[SOURCE DATA Boundary: Start]
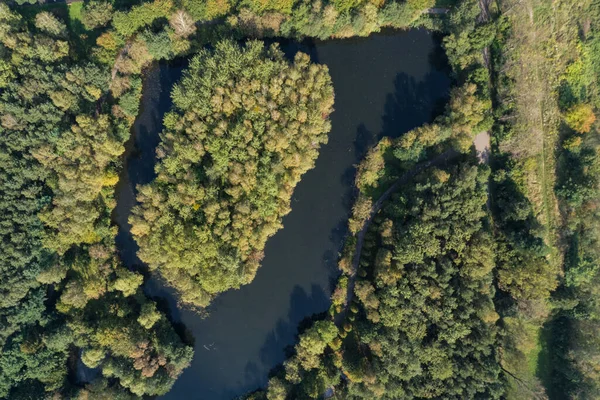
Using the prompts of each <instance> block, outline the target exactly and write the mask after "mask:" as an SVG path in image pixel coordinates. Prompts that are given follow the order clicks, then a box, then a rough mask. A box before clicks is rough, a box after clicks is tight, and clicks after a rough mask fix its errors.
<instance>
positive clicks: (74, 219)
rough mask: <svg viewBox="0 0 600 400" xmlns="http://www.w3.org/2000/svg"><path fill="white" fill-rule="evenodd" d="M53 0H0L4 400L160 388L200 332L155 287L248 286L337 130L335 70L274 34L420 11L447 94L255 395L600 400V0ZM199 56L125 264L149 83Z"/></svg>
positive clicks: (138, 197) (345, 227)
[SOURCE DATA Boundary: End]
Leaving each image aside, repeat the listing above exactly.

- _THE ANSWER_:
Using the prompts of each <instance> block, outline the target exactly and write the mask after "mask:" as an SVG path in image pixel coordinates. Prompts that are given follow the order clicks, then a box, then a rough mask. A box before clicks is rough, a box after clicks is tight, and clicks after a rough mask fix its errors.
<instance>
positive clicks: (74, 219)
rough mask: <svg viewBox="0 0 600 400" xmlns="http://www.w3.org/2000/svg"><path fill="white" fill-rule="evenodd" d="M53 0H0L4 400L160 388L200 332L155 287L248 286L337 130L335 70L274 34L420 11L447 94L255 395L600 400V0ZM199 56L125 264L149 83Z"/></svg>
positive clicks: (138, 197) (345, 227)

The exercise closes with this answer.